#### PROBLEM DETAILS:
List every person mentioned by name in the blog post below about Scott Adams and Donald Trump.

#### SELECTED EXTRACT:

I’ve been dimly aware that Scott Adams, author of the Dilbert comic strip, has an interesting blog that I should probably check out more. I only recently found out that he’s been making predictions about the political rise of Donald Trump that have been quite accurate (while the rest of the media has been baffled by Trump’s rise.)
Adams is a certified hypnotherapist and argues that Trump is what should be called a “master persuader”—a brilliant pitch man. Part of Adam’s thesis is, as I understand it, that people don’t really think logically, instead they respond emotionally to various cues. A good hypnotist, or politician, can manipulate people by transmitting these cues. That is what Trump has done, says Adams. Sounds nutty, but Adams has been making predictions about Trump’s fortunes with a high degree of accuracy based on this theory.
This Reason article provides some detail.
“What I [see] in Trump,” says Adams, is “someone who was highly trained. A lot of the things that the media were reporting as sort of random insults and bluster and just Trump being Trump, looked to me like a lot of deep technique that I recognized from the fields of hypnosis and persuasion.”
This also ties in with a book I’ve been reading called “Moral Tribes.” In the book, author Joshua Green argues that we are programmed by evolution to cooperate within groups; this behavior leads to the success of our individual genes. Green basically says that we have subconscious programs in our mind/brain that control our behavior. Presumably these programs could be activated by the cues Adams talks about.
The point of all this is that people who are baffled by Trump’s success despite his lying and general self-aggrandizement are missing the big picture. Trump knows exactly what he’s doing by sending signals to persuade people (more emotionally than logically) that he is a good choice for President.
I myself have said that while I think a Trump presidency could be a disaster for the solar system, I understand the appeal of his refusal to bow to political correctness. I’ve long identified in myself an anti-authortitarian streak, a dislike of being told what to do or say. The political correctness camp specializes in telling people what to do and say (often with very good reasons, but it’s still bossy.) Does Donald Trump behavior appeal to my “anti-authority mind module”? I think so.

#### INFORMATION:

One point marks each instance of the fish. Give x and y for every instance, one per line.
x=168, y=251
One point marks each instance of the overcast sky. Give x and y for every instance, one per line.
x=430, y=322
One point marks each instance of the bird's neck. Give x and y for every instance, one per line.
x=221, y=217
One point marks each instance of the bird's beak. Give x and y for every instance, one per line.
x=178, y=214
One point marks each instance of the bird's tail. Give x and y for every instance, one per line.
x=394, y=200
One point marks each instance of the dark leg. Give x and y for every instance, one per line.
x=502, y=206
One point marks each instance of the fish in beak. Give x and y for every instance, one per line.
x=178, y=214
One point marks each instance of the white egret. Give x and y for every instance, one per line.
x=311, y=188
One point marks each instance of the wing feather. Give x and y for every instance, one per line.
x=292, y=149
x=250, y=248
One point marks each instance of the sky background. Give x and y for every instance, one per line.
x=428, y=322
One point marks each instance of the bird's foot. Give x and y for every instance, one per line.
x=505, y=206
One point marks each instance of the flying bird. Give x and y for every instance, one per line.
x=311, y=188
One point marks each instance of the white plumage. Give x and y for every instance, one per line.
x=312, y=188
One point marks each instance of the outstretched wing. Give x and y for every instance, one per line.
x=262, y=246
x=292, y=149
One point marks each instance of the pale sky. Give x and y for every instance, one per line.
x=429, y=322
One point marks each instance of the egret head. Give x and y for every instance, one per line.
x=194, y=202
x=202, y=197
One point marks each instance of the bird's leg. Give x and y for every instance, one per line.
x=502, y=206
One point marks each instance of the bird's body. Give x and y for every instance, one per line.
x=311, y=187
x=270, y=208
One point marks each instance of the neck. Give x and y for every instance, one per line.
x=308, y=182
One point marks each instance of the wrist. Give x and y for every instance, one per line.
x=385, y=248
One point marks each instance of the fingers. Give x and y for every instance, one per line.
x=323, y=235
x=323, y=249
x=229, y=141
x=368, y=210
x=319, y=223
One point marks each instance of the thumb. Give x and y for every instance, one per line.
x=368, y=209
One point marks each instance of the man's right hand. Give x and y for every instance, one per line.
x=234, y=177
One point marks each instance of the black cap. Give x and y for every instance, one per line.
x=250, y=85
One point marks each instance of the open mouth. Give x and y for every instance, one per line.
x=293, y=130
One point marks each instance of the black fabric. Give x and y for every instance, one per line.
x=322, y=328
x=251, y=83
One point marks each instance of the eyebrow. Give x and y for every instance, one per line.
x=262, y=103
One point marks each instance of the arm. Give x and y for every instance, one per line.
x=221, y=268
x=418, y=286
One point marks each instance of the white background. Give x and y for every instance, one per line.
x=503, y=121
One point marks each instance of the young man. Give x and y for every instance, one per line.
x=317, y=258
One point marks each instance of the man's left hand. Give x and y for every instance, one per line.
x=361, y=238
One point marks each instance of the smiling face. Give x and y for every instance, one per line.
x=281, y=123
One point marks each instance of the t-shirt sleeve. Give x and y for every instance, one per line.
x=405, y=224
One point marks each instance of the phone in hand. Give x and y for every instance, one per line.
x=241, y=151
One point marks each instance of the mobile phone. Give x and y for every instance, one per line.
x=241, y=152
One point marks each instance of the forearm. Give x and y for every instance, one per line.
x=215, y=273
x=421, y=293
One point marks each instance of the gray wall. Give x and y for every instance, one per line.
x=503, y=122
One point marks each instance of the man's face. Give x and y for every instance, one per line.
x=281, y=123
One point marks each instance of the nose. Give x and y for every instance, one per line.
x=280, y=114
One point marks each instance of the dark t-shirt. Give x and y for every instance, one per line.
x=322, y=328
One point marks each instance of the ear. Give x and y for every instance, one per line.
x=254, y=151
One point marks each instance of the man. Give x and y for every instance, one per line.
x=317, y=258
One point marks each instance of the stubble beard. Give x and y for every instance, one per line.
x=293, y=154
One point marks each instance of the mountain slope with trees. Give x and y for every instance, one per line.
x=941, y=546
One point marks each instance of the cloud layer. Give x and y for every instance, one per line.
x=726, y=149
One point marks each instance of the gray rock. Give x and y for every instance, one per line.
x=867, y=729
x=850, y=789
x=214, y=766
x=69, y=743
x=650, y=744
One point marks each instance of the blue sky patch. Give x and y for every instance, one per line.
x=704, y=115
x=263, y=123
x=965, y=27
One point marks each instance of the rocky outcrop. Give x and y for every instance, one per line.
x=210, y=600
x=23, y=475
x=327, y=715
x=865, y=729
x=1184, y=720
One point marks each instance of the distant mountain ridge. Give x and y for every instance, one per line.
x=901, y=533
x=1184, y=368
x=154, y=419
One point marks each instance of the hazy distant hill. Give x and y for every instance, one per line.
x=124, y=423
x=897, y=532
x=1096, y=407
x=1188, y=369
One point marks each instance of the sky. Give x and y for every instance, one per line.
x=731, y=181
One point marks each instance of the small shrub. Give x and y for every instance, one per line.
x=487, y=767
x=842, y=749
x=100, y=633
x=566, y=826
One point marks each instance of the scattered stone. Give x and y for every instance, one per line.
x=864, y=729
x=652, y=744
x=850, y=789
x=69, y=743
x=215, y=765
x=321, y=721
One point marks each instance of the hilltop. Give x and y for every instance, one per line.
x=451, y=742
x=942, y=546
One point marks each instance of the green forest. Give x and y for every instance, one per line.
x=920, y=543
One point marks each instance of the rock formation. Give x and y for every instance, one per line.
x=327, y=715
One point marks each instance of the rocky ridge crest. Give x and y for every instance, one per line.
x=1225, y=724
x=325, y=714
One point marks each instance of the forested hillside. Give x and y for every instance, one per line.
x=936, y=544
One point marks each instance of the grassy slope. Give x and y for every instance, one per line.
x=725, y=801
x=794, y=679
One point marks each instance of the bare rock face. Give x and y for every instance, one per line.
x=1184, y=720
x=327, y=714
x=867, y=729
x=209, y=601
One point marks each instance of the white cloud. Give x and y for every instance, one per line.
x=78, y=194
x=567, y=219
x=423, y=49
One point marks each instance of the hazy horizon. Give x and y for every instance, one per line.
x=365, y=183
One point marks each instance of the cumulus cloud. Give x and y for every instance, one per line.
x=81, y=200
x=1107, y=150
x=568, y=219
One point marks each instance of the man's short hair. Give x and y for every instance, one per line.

#### TASK RESPONSE:
Scott Adams, Donald Trump, Joshua Green